(Items from a data source)
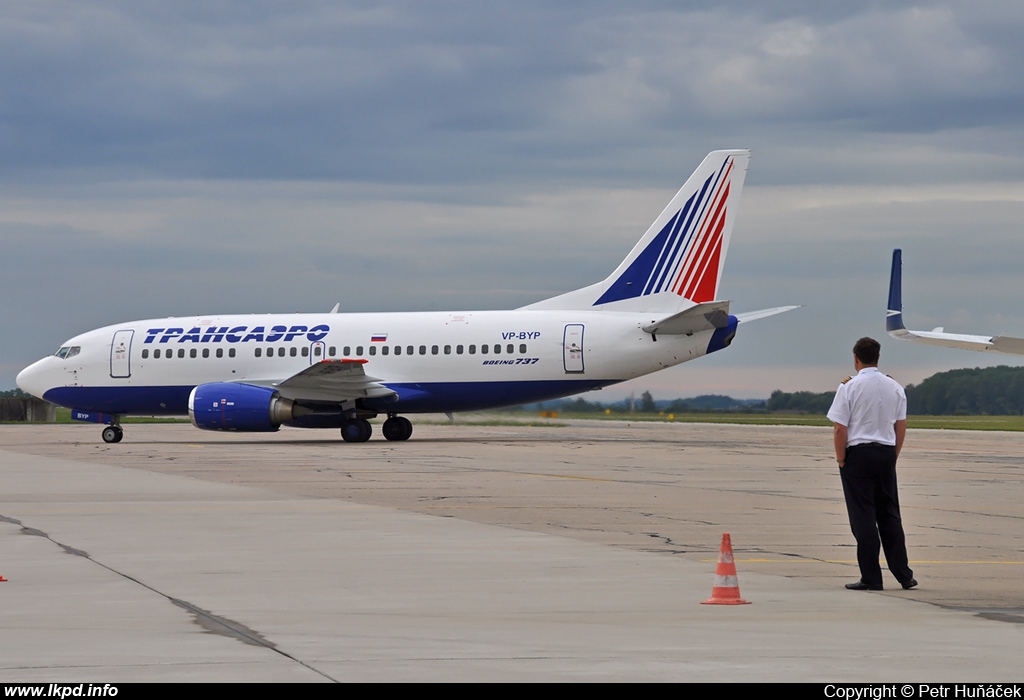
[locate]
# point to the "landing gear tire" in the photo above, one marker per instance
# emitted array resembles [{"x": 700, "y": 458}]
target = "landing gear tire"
[
  {"x": 356, "y": 430},
  {"x": 113, "y": 434},
  {"x": 397, "y": 428}
]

# Exercise
The response should be the lines from the one containing "# emitted array" through the last line of the data, set down exactly and with no other line.

# Expected answer
# emitted array resembles [{"x": 700, "y": 458}]
target = "landing gear tire"
[
  {"x": 356, "y": 430},
  {"x": 113, "y": 434},
  {"x": 397, "y": 428}
]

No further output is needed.